10 Eylül 2012 Pazartesi

işitme engelli bireylere konuşma dili kazandırmaya yönelik yöntemler


İşitme engelli bireylerin iletişimini geliştirmeye, konuşma dili kazandırmaya yönelik birçok yöntem vardır.

SÖZEL İLETİŞİM YÖNTEMİ (Oral)

±        Bu yöntemin dayandığı temel ilke, işitme engelli kişinin işitenlerin dünyasında yaşamını sürdürebilmesi için, en yaygın iletişim biçimi olan sözel dili öğrenmesi gerektiğidir.
±        İşaret dilinin öğrenilmesinin konuşma öğrenimine kıyasla daha kolay olması sözel dil gelişimini engelleyebileceği için sözel iletişim yönteminde işarete yer verilmez.

±        Bu yöntemde işitme eğitimi, dudaktan okuma ve konuşma öğretimine ağırlık verilir.

±        İşitme engelli bireyi, ana dilini konuşabilir ve konuşulanı anlayabilir hale getirmeyi amaçlayan bir yöntemdir.

±        İşitme duyusu, bu yöntemde dil edinimi için temel duyu olarak kullanılır.

±        Bu yöntemde işitme engelli çocukların gecikmeli de olsa işiten çocuklarla aynı dil edinim süreçlerini izleyeceği kabul edilir.

±        İşitme engelli çocukların yakın çevrelerindekilerle anlamlı etkileşime girerek dillerini geliştirebileceklerine inanılır.


Doğal işitsel sözel yöntem, sözel iletişim yönteminin bir türüdür ve işitme engelli bireylerde konuşmanın geliştirilmesi, bu yöntemin temel hedeflerinden biridir. Doğal işitsel sözel yöntem, çocukların varolan işitme kalıntılarından yararlanarak, işitme kaybına uygun cihazların kullanılmasıyla, doğal ve etkileşimci ortamlarda konuşma ve dil gelişimini sağlamayı amaçlar. Ancak bu yöntemde erken teşhis, erken cihazlandırma, işitme kaybına uygun cihaz kullanımı, cihaz kullanımında sürekliliği sağlama ve erken eğitim büyük önem taşımaktadır. Dilin öğretilemeyeceği, doğal ortamlarda kazanılabileceği savunulur. Ayrıca  bu yöntemde ailenin eğitime doğrudan katılımı ve ailenin bilinçlendirilmesi vazgeçilmez bir unsurdur. Bu yöntem işaret yöntemini kullanmayı, abartılı görsel ipuçlarını içeren jest ve mimiklerini reddeder. Ancak normal konuşma akışı içinde doğallıkla kullanılan jest ve mimikler, vücut dili ve dudaktan okuma gibi görsel ipuçlarını destekler. Bu yöntemde dinleme becerisinin kazandırılması ve sesin algılanması çok önemlidir. Sesi fark etme, yerini belirleme, sesin ayırt edilmesi, seslerin sınıflandırılması ve aralarında bağlantılar kurulması ise, dinleme becerisinin gelişiminde önemlidir.

§ Veri Kesiti

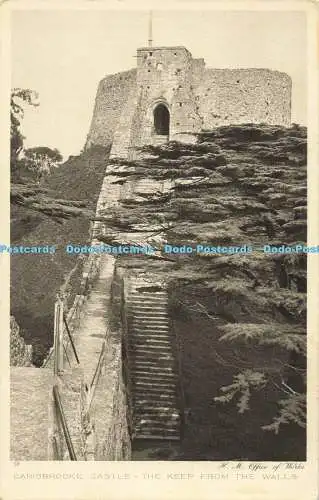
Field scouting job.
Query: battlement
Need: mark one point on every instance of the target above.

§ Alıştırma Yönergesi
İşitme engelli bireylere konuşma dili kazandırma yöntemlerini anlatan metnin "10 Eylül 2012" sözleriyle başlayıp "işarete yer verilmez." sözlerine kadar süren bölümünü, "en yaygın" yerine "en sık kullanılan" koyarak yeniden yazın.

§ Alıştırma Sonucu
10 Eylül 2012 Pazartesi

işitme engelli bireylere konuşma dili kazandırmaya yönelik yöntemler


İşitme engelli bireylerin iletişimini geliştirmeye, konuşma dili kazandırmaya yönelik birçok yöntem vardır.

SÖZEL İLETİŞİM YÖNTEMİ (Oral)

±        Bu yöntemin dayandığı temel ilke, işitme engelli kişinin işitenlerin dünyasında yaşamını sürdürebilmesi için, en sık kullanılan iletişim biçimi olan sözel dili öğrenmesi gerektiğidir.
±        İşaret dilinin öğrenilmesinin konuşma öğrenimine kıyasla daha kolay olması sözel dil gelişimini engelleyebileceği için sözel iletişim yönteminde işarete yer verilmez.